> **Task goal**:
Rescale the items starting at the line containing "Where can the curved" and ending at the line containing "point(181, 496)": repeat every one of those lines, requests included, but multiply each point coordinate in the answers by 2.5, rounding to whole numbers with halves going up. Leave the numbers in the requests and their format samples unchanged.

> **Records supplied**:
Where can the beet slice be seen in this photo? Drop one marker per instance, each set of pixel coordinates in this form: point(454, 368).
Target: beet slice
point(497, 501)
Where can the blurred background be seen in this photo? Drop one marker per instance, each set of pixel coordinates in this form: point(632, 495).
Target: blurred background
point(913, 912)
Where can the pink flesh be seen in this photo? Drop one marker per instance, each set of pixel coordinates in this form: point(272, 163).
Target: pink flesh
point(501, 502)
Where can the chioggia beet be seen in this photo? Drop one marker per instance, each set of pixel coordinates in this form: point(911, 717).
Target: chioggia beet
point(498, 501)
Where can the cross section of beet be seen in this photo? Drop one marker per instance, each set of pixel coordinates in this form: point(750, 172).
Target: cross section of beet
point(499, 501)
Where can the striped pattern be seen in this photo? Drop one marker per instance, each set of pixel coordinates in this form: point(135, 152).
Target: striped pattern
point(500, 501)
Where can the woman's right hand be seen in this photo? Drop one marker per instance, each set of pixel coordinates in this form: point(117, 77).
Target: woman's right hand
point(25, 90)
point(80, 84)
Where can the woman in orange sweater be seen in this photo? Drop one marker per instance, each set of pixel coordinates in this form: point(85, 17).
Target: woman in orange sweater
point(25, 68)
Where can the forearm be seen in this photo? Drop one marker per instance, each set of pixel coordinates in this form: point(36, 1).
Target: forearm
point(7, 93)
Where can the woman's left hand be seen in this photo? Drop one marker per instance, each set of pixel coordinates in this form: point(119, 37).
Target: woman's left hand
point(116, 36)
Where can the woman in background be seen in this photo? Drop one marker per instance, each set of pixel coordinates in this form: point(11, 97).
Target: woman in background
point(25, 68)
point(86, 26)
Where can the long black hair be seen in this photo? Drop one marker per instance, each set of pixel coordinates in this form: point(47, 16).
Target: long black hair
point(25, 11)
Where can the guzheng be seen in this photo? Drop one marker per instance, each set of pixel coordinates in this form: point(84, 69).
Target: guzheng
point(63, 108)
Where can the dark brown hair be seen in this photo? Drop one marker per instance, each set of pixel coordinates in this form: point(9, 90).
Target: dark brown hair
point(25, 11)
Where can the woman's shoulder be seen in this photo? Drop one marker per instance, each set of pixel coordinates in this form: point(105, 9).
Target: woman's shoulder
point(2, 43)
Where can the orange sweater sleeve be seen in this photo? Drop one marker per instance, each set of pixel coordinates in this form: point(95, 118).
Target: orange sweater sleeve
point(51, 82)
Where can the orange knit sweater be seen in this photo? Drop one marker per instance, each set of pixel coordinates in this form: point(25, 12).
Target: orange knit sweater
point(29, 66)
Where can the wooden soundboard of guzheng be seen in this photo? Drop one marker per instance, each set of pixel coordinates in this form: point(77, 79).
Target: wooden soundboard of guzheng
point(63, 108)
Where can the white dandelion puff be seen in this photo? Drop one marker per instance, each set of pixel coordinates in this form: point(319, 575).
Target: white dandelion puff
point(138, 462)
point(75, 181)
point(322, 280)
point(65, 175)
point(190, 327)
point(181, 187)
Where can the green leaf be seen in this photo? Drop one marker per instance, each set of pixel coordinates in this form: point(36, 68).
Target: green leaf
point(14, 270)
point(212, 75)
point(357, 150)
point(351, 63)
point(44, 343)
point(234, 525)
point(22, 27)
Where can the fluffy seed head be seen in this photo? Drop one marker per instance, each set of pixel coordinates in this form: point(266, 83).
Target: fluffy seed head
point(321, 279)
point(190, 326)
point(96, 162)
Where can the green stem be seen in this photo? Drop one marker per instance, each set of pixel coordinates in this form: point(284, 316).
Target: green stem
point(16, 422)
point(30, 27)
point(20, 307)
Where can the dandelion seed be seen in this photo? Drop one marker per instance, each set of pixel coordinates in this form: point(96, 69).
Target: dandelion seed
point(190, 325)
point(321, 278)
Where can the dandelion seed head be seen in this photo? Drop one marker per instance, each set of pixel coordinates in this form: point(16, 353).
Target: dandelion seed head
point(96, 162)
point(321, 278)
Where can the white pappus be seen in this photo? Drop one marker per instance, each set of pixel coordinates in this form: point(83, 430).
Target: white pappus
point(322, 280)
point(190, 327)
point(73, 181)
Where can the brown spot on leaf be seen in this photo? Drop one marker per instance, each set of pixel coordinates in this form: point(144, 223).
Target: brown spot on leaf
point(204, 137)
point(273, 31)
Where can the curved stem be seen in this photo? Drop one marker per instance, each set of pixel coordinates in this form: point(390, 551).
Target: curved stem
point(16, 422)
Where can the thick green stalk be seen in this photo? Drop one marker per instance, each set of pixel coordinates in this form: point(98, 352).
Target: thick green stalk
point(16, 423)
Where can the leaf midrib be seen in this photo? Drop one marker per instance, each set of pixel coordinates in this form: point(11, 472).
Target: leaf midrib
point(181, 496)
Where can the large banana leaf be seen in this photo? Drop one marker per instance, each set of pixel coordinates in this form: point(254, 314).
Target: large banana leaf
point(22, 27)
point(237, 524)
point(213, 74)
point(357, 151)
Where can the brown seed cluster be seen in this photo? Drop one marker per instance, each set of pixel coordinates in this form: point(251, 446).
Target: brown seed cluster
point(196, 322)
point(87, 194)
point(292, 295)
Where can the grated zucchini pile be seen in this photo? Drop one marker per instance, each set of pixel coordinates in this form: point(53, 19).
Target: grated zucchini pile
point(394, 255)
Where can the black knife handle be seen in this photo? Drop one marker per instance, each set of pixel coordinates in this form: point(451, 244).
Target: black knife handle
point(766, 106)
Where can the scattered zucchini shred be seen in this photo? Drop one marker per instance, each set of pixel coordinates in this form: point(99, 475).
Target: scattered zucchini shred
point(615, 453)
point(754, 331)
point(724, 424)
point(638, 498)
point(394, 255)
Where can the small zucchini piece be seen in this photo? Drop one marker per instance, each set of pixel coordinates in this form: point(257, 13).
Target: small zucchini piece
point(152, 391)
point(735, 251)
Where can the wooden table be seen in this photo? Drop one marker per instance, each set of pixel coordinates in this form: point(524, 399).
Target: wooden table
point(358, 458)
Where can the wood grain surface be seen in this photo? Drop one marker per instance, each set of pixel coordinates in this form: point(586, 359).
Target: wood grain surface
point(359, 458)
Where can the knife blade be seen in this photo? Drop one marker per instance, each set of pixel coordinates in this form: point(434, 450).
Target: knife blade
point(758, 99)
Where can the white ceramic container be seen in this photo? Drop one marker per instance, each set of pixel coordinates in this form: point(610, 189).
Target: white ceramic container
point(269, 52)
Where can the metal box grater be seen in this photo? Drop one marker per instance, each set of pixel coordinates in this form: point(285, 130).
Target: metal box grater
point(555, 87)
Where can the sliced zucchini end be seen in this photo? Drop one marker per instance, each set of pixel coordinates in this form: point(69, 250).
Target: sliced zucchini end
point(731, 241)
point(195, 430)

> **Completed exercise**:
Where can the curved stem be seen in this photo? Drop one marker per instance, each set of pixel coordinates in this form: point(390, 551).
Target: curved stem
point(40, 1055)
Where can the thick green stalk be seen in this photo? Drop one marker per instance, each set of pixel coordinates in this form: point(98, 352).
Target: thick green stalk
point(40, 1058)
Where can the leaf midrib be seen in this photo? Drop one marker per instance, each set of pixel coordinates in this form: point(11, 472).
Target: leaf midrib
point(453, 1240)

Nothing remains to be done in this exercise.